**Exercise description:**
Extract every line of the material below and reproduce it faithfully.

[Rows from a dataset]

□ □ □ □ □ □ □

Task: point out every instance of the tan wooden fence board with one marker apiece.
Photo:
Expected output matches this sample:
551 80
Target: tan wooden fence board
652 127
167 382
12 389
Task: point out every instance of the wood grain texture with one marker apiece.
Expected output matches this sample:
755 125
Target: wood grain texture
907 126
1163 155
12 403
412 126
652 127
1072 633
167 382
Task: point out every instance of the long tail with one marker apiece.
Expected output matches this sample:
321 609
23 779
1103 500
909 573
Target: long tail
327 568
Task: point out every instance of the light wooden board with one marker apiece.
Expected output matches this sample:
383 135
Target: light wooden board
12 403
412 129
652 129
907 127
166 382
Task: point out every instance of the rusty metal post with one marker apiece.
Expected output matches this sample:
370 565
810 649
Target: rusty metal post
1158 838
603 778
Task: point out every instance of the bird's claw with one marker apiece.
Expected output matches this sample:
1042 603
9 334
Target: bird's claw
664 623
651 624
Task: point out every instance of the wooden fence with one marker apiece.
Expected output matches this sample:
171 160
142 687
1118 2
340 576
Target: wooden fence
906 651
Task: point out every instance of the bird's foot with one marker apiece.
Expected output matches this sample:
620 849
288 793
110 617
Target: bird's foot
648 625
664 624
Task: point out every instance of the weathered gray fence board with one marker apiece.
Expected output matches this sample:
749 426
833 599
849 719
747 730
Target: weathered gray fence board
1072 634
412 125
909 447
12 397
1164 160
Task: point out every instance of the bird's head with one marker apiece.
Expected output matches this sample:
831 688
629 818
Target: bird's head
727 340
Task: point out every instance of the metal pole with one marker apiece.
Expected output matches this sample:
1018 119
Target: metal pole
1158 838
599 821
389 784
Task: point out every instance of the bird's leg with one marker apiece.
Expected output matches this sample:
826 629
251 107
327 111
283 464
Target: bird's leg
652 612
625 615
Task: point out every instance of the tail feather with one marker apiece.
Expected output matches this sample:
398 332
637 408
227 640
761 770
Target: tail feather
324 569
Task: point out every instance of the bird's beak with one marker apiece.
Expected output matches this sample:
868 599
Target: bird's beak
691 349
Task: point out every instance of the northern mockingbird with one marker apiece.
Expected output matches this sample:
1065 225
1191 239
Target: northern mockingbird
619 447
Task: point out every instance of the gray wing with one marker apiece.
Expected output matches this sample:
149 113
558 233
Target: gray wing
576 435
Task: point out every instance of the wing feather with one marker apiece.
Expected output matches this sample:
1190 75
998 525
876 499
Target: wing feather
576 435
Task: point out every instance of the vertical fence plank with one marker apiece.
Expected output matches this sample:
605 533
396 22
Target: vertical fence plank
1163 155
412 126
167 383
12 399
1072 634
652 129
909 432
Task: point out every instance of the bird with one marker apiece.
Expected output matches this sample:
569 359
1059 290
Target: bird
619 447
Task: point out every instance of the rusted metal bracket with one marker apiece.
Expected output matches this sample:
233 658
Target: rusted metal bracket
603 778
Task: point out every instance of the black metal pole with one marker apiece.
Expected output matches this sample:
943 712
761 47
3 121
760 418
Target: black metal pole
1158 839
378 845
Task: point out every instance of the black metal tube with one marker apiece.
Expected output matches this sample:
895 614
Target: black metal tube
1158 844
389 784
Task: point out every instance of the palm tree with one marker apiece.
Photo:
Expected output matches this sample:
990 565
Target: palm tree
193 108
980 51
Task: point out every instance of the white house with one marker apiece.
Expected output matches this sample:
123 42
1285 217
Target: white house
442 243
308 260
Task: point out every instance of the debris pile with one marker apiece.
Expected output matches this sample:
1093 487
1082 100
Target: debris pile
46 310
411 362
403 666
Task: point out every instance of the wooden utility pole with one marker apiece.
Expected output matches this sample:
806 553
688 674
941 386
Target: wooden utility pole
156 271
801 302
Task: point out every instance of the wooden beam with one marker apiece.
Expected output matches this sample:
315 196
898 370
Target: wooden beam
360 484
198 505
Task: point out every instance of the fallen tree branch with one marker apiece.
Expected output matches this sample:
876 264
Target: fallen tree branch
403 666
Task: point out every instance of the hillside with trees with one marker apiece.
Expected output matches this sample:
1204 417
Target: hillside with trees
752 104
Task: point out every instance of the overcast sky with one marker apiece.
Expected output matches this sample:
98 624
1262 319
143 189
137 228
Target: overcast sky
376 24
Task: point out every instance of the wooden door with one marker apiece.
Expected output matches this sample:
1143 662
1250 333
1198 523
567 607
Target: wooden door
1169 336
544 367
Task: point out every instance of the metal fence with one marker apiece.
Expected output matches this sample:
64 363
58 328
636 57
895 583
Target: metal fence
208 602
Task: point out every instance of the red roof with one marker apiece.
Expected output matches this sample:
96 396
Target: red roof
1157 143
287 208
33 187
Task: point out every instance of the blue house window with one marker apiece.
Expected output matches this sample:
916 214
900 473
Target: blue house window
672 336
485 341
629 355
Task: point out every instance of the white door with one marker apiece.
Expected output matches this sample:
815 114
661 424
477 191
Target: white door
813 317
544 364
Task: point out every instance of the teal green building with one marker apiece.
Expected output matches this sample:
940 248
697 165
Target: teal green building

□ □ □ □ □ □ □

**Exercise result:**
Task: point out every instance of the tan wooden fence board with one marker apiece.
Photo:
Expected output matches this sample:
551 80
Target: tan wooden fence board
652 127
167 382
12 389
Task: point out every instance of the wood grain texture with one marker apiece.
Expected output matches this sample:
755 125
Target: wood grain texture
907 126
1163 155
12 403
412 126
652 127
1072 633
167 382
Task: point out every instance of the long tail with one marker apiece.
Expected output matches this sample:
321 609
23 779
1103 500
909 573
Target: long tail
327 568
Task: point out every instance of the light wooden board with one marker apiece.
Expected output matches this sample:
383 135
Target: light wooden board
12 403
412 129
652 129
907 127
166 382
Task: point out every instance of the rusty metal post with one marker apiece.
Expected output matches this sample:
370 565
810 649
Target: rusty metal post
1158 838
603 778
Task: point out every instance of the bird's claw with one marker apiece.
Expected output matches this sample:
1042 603
9 334
Target: bird's claw
664 623
651 624
Task: point out every instance of the wooden fence with one marker apiece.
Expected output matches this sample:
171 160
142 687
1118 2
340 576
Target: wooden fence
906 651
Task: point out every instance of the bird's foot with one marker apiece.
Expected output matches this sample:
620 849
288 793
110 617
Target: bird's foot
648 625
664 624
Task: point out every instance of the weathered gray fence board with one marker apiece.
Expected output matches this sample:
749 426
833 599
849 719
747 730
Target: weathered gray fence board
1072 634
412 125
909 447
12 397
1164 160
Task: point out every instance of the bird's head with one marker apiece.
Expected output matches this sample:
831 688
629 818
Target: bird's head
727 340
Task: point out every instance of the metal pole with one marker apiece.
Expected output matches this sample:
1018 119
Target: metal pole
1158 838
599 821
389 784
Task: point out every instance of the bird's leg with one marker apiece.
Expected output matches this sample:
826 629
251 107
327 111
283 464
Target: bird's leg
652 612
625 615
Task: point out every instance of the tail feather with one marker apiece.
Expected output matches this sample:
398 332
637 408
227 640
761 770
Target: tail feather
324 569
Task: point out every instance of the bird's beak with one marker apiece.
Expected output matches this sample:
868 599
Target: bird's beak
691 349
Task: point out every instance of the northern mockingbird with one marker apiece.
Expected output matches this sample:
1065 225
1191 239
Target: northern mockingbird
619 447
Task: point out every instance of the gray wing with one marker apiece.
Expected output matches this sample:
149 113
558 233
Target: gray wing
576 435
Task: point out every instance of the wing feather with one marker apiece.
Expected output matches this sample:
1190 75
998 525
876 499
Target: wing feather
576 435
Task: point out every instance of the vertical fence plank with one marker apiece.
Expected output matches this sample:
605 533
396 22
Target: vertical fence plank
1163 155
412 126
167 383
12 399
1072 634
652 129
909 432
Task: point out every instance of the bird with one marker apiece.
Expected output matches this sample:
569 359
1059 290
Target: bird
619 447
Task: point out every instance of the rusted metal bracket with one marker apiece.
Expected output matches this sample:
233 658
Target: rusted metal bracket
603 778
Task: point out every instance of the black metal pole with one marker apiece.
Expected output matches this sample:
943 712
761 47
3 121
760 418
Target: black metal pole
1158 839
378 845
Task: point out every instance of the black metal tube with one marker apiece.
Expected output matches this sample:
895 614
Target: black metal tube
1158 844
389 784
Task: point out every instance of the palm tree with one marker apiece.
Photo:
Expected output matches this sample:
990 565
Target: palm tree
193 108
980 51
Task: point out every instance of the white house with one marker apiece.
Expected output matches this sample:
123 42
1285 217
Target: white house
442 243
308 260
Task: point out every instance of the debris pile with one marker apiece.
Expected output matches this sample:
1093 487
1082 100
Target: debris pile
46 310
411 362
403 666
Task: point out every instance of the wooden utility pole with one marker apiece.
Expected output matches this sample:
806 553
688 674
941 386
Target: wooden utility pole
156 271
801 302
Task: point out every instance of the wooden beam with one marker apiece.
Expected output matches this sample:
315 196
898 370
Target: wooden beam
360 484
198 505
Task: point out every instance of the fallen tree branch with one marker apiece.
Expected output matches this sample:
876 264
Target: fallen tree branch
403 666
Task: point out every instance of the hillside with trees with one marker apiece.
Expected output matches this sample:
1204 417
Target: hillside with trees
752 104
Task: point out every instance of the overcast sky with one marker apiece.
Expected output matches this sample:
98 624
1262 319
143 189
137 228
Target: overcast sky
376 24
Task: point out every instance of the wooden door with one marker apiece.
Expected output matches this sample:
1143 662
1250 333
1198 523
567 607
Target: wooden door
1169 336
544 367
Task: point out every instance of the metal fence with one marker apiece.
Expected output matches this sample:
64 363
58 328
636 57
895 583
Target: metal fence
208 602
Task: point out every instance of the red roof with one marker apiece.
Expected output matches this sample:
96 396
Target: red roof
1157 143
287 208
33 187
Task: point out every instance of the blue house window with one marker apiece.
Expected output matches this sample:
916 214
900 473
Target: blue house window
672 336
485 341
629 355
Task: point out every instance of the white door with one marker apiece.
Expected output matches this sample:
815 114
661 424
477 191
Target: white door
813 317
544 364
Task: point out every instance of the teal green building with one marker apiece.
Expected output matches this sample:
940 248
697 165
Target: teal green building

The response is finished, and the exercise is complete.